WHAT YOU WILL DO: Repeat the data below in full. Pictures must not be part of the copy.

(Collected data)

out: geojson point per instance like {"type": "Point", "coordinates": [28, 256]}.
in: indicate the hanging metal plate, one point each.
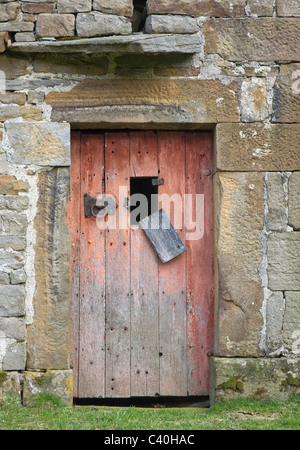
{"type": "Point", "coordinates": [164, 238]}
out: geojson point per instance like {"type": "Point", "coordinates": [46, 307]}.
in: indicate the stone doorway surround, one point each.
{"type": "Point", "coordinates": [247, 242]}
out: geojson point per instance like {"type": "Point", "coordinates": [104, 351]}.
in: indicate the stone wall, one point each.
{"type": "Point", "coordinates": [230, 66]}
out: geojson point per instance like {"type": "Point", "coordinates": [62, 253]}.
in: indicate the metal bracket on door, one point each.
{"type": "Point", "coordinates": [98, 208]}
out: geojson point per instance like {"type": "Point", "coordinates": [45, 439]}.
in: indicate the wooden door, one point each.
{"type": "Point", "coordinates": [141, 327]}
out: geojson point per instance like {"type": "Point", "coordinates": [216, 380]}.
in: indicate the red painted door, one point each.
{"type": "Point", "coordinates": [141, 327]}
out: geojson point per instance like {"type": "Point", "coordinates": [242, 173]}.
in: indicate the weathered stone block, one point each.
{"type": "Point", "coordinates": [119, 7]}
{"type": "Point", "coordinates": [258, 39]}
{"type": "Point", "coordinates": [18, 276]}
{"type": "Point", "coordinates": [26, 112]}
{"type": "Point", "coordinates": [38, 7]}
{"type": "Point", "coordinates": [11, 261]}
{"type": "Point", "coordinates": [48, 335]}
{"type": "Point", "coordinates": [9, 185]}
{"type": "Point", "coordinates": [255, 147]}
{"type": "Point", "coordinates": [15, 243]}
{"type": "Point", "coordinates": [283, 252]}
{"type": "Point", "coordinates": [15, 26]}
{"type": "Point", "coordinates": [55, 25]}
{"type": "Point", "coordinates": [291, 323]}
{"type": "Point", "coordinates": [44, 144]}
{"type": "Point", "coordinates": [25, 37]}
{"type": "Point", "coordinates": [97, 24]}
{"type": "Point", "coordinates": [274, 323]}
{"type": "Point", "coordinates": [18, 98]}
{"type": "Point", "coordinates": [12, 302]}
{"type": "Point", "coordinates": [4, 278]}
{"type": "Point", "coordinates": [256, 378]}
{"type": "Point", "coordinates": [57, 382]}
{"type": "Point", "coordinates": [171, 24]}
{"type": "Point", "coordinates": [137, 43]}
{"type": "Point", "coordinates": [239, 200]}
{"type": "Point", "coordinates": [13, 328]}
{"type": "Point", "coordinates": [286, 103]}
{"type": "Point", "coordinates": [294, 200]}
{"type": "Point", "coordinates": [254, 107]}
{"type": "Point", "coordinates": [73, 6]}
{"type": "Point", "coordinates": [14, 203]}
{"type": "Point", "coordinates": [288, 8]}
{"type": "Point", "coordinates": [261, 8]}
{"type": "Point", "coordinates": [10, 385]}
{"type": "Point", "coordinates": [14, 224]}
{"type": "Point", "coordinates": [276, 186]}
{"type": "Point", "coordinates": [213, 8]}
{"type": "Point", "coordinates": [140, 101]}
{"type": "Point", "coordinates": [15, 356]}
{"type": "Point", "coordinates": [9, 11]}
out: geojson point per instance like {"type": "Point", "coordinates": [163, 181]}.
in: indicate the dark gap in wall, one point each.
{"type": "Point", "coordinates": [147, 402]}
{"type": "Point", "coordinates": [139, 15]}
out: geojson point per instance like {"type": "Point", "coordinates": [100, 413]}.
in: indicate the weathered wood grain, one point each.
{"type": "Point", "coordinates": [92, 274]}
{"type": "Point", "coordinates": [144, 281]}
{"type": "Point", "coordinates": [117, 272]}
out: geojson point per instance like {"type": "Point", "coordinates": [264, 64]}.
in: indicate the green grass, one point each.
{"type": "Point", "coordinates": [48, 413]}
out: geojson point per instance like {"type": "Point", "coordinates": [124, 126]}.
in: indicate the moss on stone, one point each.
{"type": "Point", "coordinates": [3, 377]}
{"type": "Point", "coordinates": [233, 383]}
{"type": "Point", "coordinates": [291, 381]}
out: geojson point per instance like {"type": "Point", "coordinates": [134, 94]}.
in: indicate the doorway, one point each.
{"type": "Point", "coordinates": [140, 327]}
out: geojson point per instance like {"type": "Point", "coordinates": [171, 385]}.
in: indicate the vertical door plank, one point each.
{"type": "Point", "coordinates": [144, 281]}
{"type": "Point", "coordinates": [117, 270]}
{"type": "Point", "coordinates": [73, 220]}
{"type": "Point", "coordinates": [200, 265]}
{"type": "Point", "coordinates": [172, 275]}
{"type": "Point", "coordinates": [92, 274]}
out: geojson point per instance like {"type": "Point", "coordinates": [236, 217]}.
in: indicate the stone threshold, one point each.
{"type": "Point", "coordinates": [159, 43]}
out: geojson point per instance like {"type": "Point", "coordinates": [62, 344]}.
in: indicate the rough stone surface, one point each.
{"type": "Point", "coordinates": [48, 335]}
{"type": "Point", "coordinates": [15, 26]}
{"type": "Point", "coordinates": [239, 199]}
{"type": "Point", "coordinates": [97, 24]}
{"type": "Point", "coordinates": [261, 8]}
{"type": "Point", "coordinates": [276, 216]}
{"type": "Point", "coordinates": [254, 107]}
{"type": "Point", "coordinates": [137, 43]}
{"type": "Point", "coordinates": [171, 24]}
{"type": "Point", "coordinates": [15, 356]}
{"type": "Point", "coordinates": [286, 103]}
{"type": "Point", "coordinates": [10, 185]}
{"type": "Point", "coordinates": [274, 323]}
{"type": "Point", "coordinates": [294, 200]}
{"type": "Point", "coordinates": [254, 378]}
{"type": "Point", "coordinates": [160, 101]}
{"type": "Point", "coordinates": [288, 8]}
{"type": "Point", "coordinates": [26, 112]}
{"type": "Point", "coordinates": [55, 25]}
{"type": "Point", "coordinates": [73, 6]}
{"type": "Point", "coordinates": [258, 39]}
{"type": "Point", "coordinates": [12, 301]}
{"type": "Point", "coordinates": [44, 144]}
{"type": "Point", "coordinates": [10, 385]}
{"type": "Point", "coordinates": [9, 11]}
{"type": "Point", "coordinates": [215, 8]}
{"type": "Point", "coordinates": [291, 328]}
{"type": "Point", "coordinates": [18, 98]}
{"type": "Point", "coordinates": [118, 7]}
{"type": "Point", "coordinates": [283, 251]}
{"type": "Point", "coordinates": [13, 328]}
{"type": "Point", "coordinates": [256, 147]}
{"type": "Point", "coordinates": [38, 7]}
{"type": "Point", "coordinates": [57, 382]}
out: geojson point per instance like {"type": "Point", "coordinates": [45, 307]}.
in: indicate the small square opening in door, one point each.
{"type": "Point", "coordinates": [143, 198]}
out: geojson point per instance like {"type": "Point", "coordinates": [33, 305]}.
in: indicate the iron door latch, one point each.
{"type": "Point", "coordinates": [98, 207]}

TASK OUTPUT:
out: geojson point per instance like {"type": "Point", "coordinates": [28, 256]}.
in: indicate the hanging metal plate, one point each.
{"type": "Point", "coordinates": [164, 238]}
out: geojson point per instance like {"type": "Point", "coordinates": [46, 307]}.
in: indicate the stone doorway surround, one point each.
{"type": "Point", "coordinates": [247, 242]}
out: geojson point per instance like {"type": "Point", "coordinates": [104, 351]}.
in: indicate the stone wall, one point each.
{"type": "Point", "coordinates": [230, 66]}
out: geojson point per instance like {"type": "Point", "coordinates": [62, 253]}.
in: indicate the metal bracket on door, one point each.
{"type": "Point", "coordinates": [98, 208]}
out: geojson point per instance like {"type": "Point", "coordinates": [45, 439]}.
in: indicate the wooden door, one point each.
{"type": "Point", "coordinates": [141, 327]}
out: geojson point per instance like {"type": "Point", "coordinates": [216, 380]}.
in: indicate the red painted door, one point each.
{"type": "Point", "coordinates": [141, 327]}
out: geojson point per instance like {"type": "Point", "coordinates": [242, 173]}.
in: indicate the weathered stone block, one point each.
{"type": "Point", "coordinates": [119, 7]}
{"type": "Point", "coordinates": [258, 39]}
{"type": "Point", "coordinates": [18, 276]}
{"type": "Point", "coordinates": [26, 112]}
{"type": "Point", "coordinates": [38, 7]}
{"type": "Point", "coordinates": [11, 261]}
{"type": "Point", "coordinates": [48, 335]}
{"type": "Point", "coordinates": [9, 185]}
{"type": "Point", "coordinates": [255, 147]}
{"type": "Point", "coordinates": [15, 243]}
{"type": "Point", "coordinates": [283, 252]}
{"type": "Point", "coordinates": [15, 26]}
{"type": "Point", "coordinates": [55, 25]}
{"type": "Point", "coordinates": [291, 323]}
{"type": "Point", "coordinates": [44, 144]}
{"type": "Point", "coordinates": [25, 37]}
{"type": "Point", "coordinates": [97, 24]}
{"type": "Point", "coordinates": [274, 323]}
{"type": "Point", "coordinates": [18, 98]}
{"type": "Point", "coordinates": [12, 302]}
{"type": "Point", "coordinates": [4, 278]}
{"type": "Point", "coordinates": [256, 378]}
{"type": "Point", "coordinates": [57, 382]}
{"type": "Point", "coordinates": [171, 24]}
{"type": "Point", "coordinates": [137, 43]}
{"type": "Point", "coordinates": [239, 200]}
{"type": "Point", "coordinates": [13, 328]}
{"type": "Point", "coordinates": [286, 103]}
{"type": "Point", "coordinates": [294, 200]}
{"type": "Point", "coordinates": [254, 107]}
{"type": "Point", "coordinates": [73, 6]}
{"type": "Point", "coordinates": [14, 203]}
{"type": "Point", "coordinates": [288, 8]}
{"type": "Point", "coordinates": [261, 8]}
{"type": "Point", "coordinates": [10, 385]}
{"type": "Point", "coordinates": [14, 224]}
{"type": "Point", "coordinates": [276, 186]}
{"type": "Point", "coordinates": [213, 8]}
{"type": "Point", "coordinates": [140, 101]}
{"type": "Point", "coordinates": [15, 356]}
{"type": "Point", "coordinates": [9, 11]}
out: geojson point per instance like {"type": "Point", "coordinates": [163, 181]}.
in: indicate the dark gap in wall, one point each.
{"type": "Point", "coordinates": [147, 402]}
{"type": "Point", "coordinates": [139, 15]}
out: geojson point per instance like {"type": "Point", "coordinates": [100, 413]}.
in: indicate the weathered wood grain, one point each.
{"type": "Point", "coordinates": [92, 274]}
{"type": "Point", "coordinates": [144, 281]}
{"type": "Point", "coordinates": [117, 272]}
out: geojson point per instance like {"type": "Point", "coordinates": [264, 64]}.
in: indicate the green grass, one point each.
{"type": "Point", "coordinates": [48, 413]}
out: geojson point per instance like {"type": "Point", "coordinates": [124, 126]}.
in: indicate the moss on stone, one point each.
{"type": "Point", "coordinates": [3, 377]}
{"type": "Point", "coordinates": [233, 383]}
{"type": "Point", "coordinates": [291, 381]}
out: geojson point per instance like {"type": "Point", "coordinates": [134, 94]}.
in: indicate the doorway, one point each.
{"type": "Point", "coordinates": [140, 327]}
out: geojson point per instance like {"type": "Point", "coordinates": [171, 385]}.
in: indicate the vertical door plank, one point each.
{"type": "Point", "coordinates": [144, 281]}
{"type": "Point", "coordinates": [117, 270]}
{"type": "Point", "coordinates": [73, 220]}
{"type": "Point", "coordinates": [200, 265]}
{"type": "Point", "coordinates": [172, 275]}
{"type": "Point", "coordinates": [92, 274]}
out: geojson point per instance like {"type": "Point", "coordinates": [236, 217]}.
in: indicate the stone threshold, one point each.
{"type": "Point", "coordinates": [159, 43]}
out: geojson point per instance like {"type": "Point", "coordinates": [62, 344]}.
in: indicate the rough stone surface, one point each.
{"type": "Point", "coordinates": [48, 335]}
{"type": "Point", "coordinates": [15, 26]}
{"type": "Point", "coordinates": [239, 199]}
{"type": "Point", "coordinates": [97, 24]}
{"type": "Point", "coordinates": [261, 8]}
{"type": "Point", "coordinates": [276, 216]}
{"type": "Point", "coordinates": [254, 107]}
{"type": "Point", "coordinates": [137, 43]}
{"type": "Point", "coordinates": [171, 24]}
{"type": "Point", "coordinates": [15, 356]}
{"type": "Point", "coordinates": [286, 103]}
{"type": "Point", "coordinates": [10, 185]}
{"type": "Point", "coordinates": [274, 323]}
{"type": "Point", "coordinates": [294, 200]}
{"type": "Point", "coordinates": [254, 378]}
{"type": "Point", "coordinates": [160, 101]}
{"type": "Point", "coordinates": [288, 8]}
{"type": "Point", "coordinates": [26, 112]}
{"type": "Point", "coordinates": [55, 25]}
{"type": "Point", "coordinates": [73, 6]}
{"type": "Point", "coordinates": [258, 39]}
{"type": "Point", "coordinates": [12, 301]}
{"type": "Point", "coordinates": [44, 144]}
{"type": "Point", "coordinates": [10, 385]}
{"type": "Point", "coordinates": [9, 11]}
{"type": "Point", "coordinates": [215, 8]}
{"type": "Point", "coordinates": [291, 328]}
{"type": "Point", "coordinates": [18, 98]}
{"type": "Point", "coordinates": [118, 7]}
{"type": "Point", "coordinates": [283, 251]}
{"type": "Point", "coordinates": [13, 328]}
{"type": "Point", "coordinates": [256, 147]}
{"type": "Point", "coordinates": [38, 7]}
{"type": "Point", "coordinates": [57, 382]}
out: geojson point per instance like {"type": "Point", "coordinates": [45, 307]}.
in: indicate the small square opening in door, one point each.
{"type": "Point", "coordinates": [143, 198]}
out: geojson point per instance like {"type": "Point", "coordinates": [33, 305]}.
in: indicate the iron door latch, one point each.
{"type": "Point", "coordinates": [98, 207]}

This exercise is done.